* _Directions for this task_: Restate each line word for word. Leave out every picture.

**********

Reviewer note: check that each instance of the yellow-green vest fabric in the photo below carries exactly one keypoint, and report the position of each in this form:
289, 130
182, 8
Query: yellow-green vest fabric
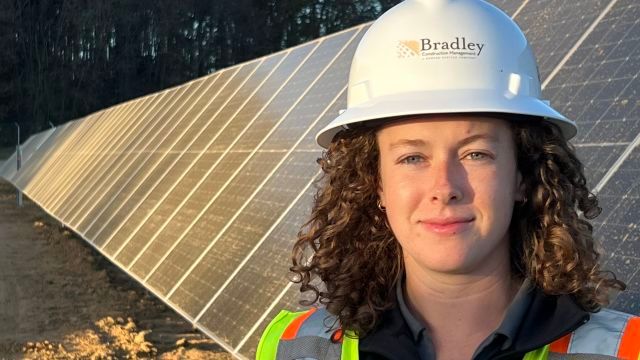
608, 335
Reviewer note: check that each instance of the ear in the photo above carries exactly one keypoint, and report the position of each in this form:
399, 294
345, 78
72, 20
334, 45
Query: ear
520, 188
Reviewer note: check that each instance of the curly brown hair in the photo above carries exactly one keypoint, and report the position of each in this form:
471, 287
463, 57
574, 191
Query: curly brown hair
348, 258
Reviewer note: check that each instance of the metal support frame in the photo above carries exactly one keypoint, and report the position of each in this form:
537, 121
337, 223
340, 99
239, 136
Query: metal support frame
18, 163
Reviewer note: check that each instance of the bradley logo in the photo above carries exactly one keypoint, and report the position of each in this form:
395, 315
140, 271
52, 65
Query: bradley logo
458, 48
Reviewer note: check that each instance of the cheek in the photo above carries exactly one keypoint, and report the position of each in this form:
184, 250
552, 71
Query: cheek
495, 194
402, 195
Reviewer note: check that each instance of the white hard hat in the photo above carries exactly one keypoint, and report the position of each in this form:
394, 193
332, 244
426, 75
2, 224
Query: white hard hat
443, 56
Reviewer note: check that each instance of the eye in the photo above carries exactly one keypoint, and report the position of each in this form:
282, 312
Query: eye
477, 155
412, 159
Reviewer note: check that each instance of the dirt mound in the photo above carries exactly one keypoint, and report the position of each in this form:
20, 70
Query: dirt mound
61, 299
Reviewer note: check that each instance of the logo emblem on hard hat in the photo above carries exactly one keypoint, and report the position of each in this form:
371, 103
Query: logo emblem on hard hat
408, 48
459, 47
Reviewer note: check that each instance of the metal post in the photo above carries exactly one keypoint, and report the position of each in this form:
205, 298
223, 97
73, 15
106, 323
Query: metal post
18, 163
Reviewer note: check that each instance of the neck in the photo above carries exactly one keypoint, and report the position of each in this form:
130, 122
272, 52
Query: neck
460, 310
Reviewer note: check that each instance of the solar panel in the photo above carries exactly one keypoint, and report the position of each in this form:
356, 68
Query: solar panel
198, 191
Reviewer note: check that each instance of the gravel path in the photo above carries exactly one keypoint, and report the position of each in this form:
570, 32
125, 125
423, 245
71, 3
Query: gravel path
55, 288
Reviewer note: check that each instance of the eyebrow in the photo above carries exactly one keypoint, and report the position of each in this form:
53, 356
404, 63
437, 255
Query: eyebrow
473, 138
461, 143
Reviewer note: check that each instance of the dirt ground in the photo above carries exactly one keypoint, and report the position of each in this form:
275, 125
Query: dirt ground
60, 299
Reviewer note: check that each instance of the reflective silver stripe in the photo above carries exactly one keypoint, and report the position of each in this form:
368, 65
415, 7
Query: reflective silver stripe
601, 335
308, 348
317, 324
555, 356
313, 340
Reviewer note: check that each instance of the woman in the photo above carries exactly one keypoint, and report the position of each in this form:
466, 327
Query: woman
451, 222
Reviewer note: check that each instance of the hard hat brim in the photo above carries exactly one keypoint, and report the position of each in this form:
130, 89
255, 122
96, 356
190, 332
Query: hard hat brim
444, 102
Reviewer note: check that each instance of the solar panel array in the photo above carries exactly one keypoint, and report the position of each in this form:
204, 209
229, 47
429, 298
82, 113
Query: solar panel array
198, 191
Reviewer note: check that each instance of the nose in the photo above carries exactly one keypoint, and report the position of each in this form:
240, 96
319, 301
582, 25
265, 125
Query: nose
447, 175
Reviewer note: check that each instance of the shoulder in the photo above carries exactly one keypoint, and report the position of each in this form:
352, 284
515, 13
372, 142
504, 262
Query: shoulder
290, 329
608, 332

**********

* _Complete output_:
Reviewer note: check that each instance of the yellow-green vest fabric in the photo below carries exactly one keypoint, and report the position of each in this form:
289, 130
182, 8
Query: yellow-green vest fabric
608, 335
Reviewer note: check that each instance of the ear in the photo above carries exactly one keypoint, and report the position of each in this form:
399, 294
345, 78
72, 20
334, 45
Query: ear
520, 188
Reviewer note: check that each instance of the curly brown hair in the photo above carries exactly one keypoint, and report the position of each in this form:
471, 287
463, 57
574, 191
Query: curly brown hair
348, 258
Reviewer note: check that each instance of the metal support frame in the photo above carries exactly one keypoint, and report the position of each in this form:
537, 121
337, 223
340, 99
239, 136
Query: metal support frame
18, 163
Reviewer note: check that each instance of the bradley logo in the photo above carries exactly one keypoint, and report the position of each in this form:
395, 315
140, 271
52, 65
Query: bradley logo
458, 48
Reviewer note: check that each instance of the cheek in the photo above carries exactly one keypoint, and report the position of each in this form:
184, 250
552, 71
Query: cheek
495, 194
402, 195
Reviewer note: check that each instance of the white hard hat in the photo above carries exactly one keypoint, and report the position of each in this form:
394, 193
332, 244
426, 75
2, 224
Query: white hard hat
443, 56
Reviewer note: check that each instance of the eye in the photo above carries exactly one keypoint, and report the position of each in this form:
282, 312
Query: eye
477, 155
412, 159
Reviewer note: check that each instance of the dirt mound in the photo above carries exactly one keypoint, and report the position of each in this form:
20, 70
Query: dirt mound
61, 299
Reviewer note: check that each instance of the logo emblem on hard hat in the photo above carries exactly one keypoint, and report the position of each in this form:
371, 103
Query: logo emblem on hard hat
408, 48
459, 47
Reviewer note: check that each instance of the metal post in the photo above carries exactly one keypoint, and report the position of each in this form:
205, 298
223, 97
73, 15
106, 323
Query: metal post
18, 163
Reviewer note: check that each instance of the neck in the photo above carries exactly one keypoint, and report the position of each in this form:
130, 122
272, 52
Query: neck
460, 310
Reviewer note: check that each instance of the solar panel in the photo above carries exactly one keypoint, and report the position of each in this form:
356, 68
Query: solar panel
198, 191
Reviewer note: check that each instance of the gravel path in the photo above carries exactly one keypoint, and report the position of each in this form:
570, 32
125, 125
423, 245
71, 3
Query: gravel path
55, 288
Reviewer note: check that each instance of the eyebrow in the photo above carries exactly one keypoint, and report the position of each in this form:
53, 356
404, 63
437, 255
Query: eyebrow
473, 138
461, 143
Reviewer note: check that each instance of the dirt ground in the photo above carries exactly one keypoint, and report the position of each in this form:
275, 125
Query: dirt ground
60, 299
Reviewer note: check that each instance of the reflective silver stripe in the photo above carries exactly one keypoint, and report the position of each in this form:
368, 65
415, 7
Query: reflective silver stripe
601, 335
308, 348
317, 324
555, 356
313, 340
Reviewer note: check that each instance of the woman in the photo above carries exactly one keypoint, and report the position of each in this form:
466, 327
Query: woman
451, 222
Reviewer note: check that each instance of the hard hat brim in the photo above carries exactly one keypoint, and report the position of each in this form:
130, 89
255, 122
96, 356
190, 332
Query: hard hat brim
444, 102
Reviewer note: check that each instance of the solar panel array in the photo above carries exactly one keypoint, and report the position of each in this form:
204, 209
229, 47
429, 298
82, 113
Query: solar panel array
198, 191
Reviewer note: check that each instance of the nose in the photo above carries exactly one keypoint, and report the position of each in this form:
240, 96
319, 301
582, 25
265, 125
Query: nose
447, 175
Reviewer note: check that each instance of the shoulder in the photo above carries exactly one keypoint, and report the position of each in this form:
352, 284
515, 13
372, 142
504, 262
Query: shoulder
290, 329
608, 332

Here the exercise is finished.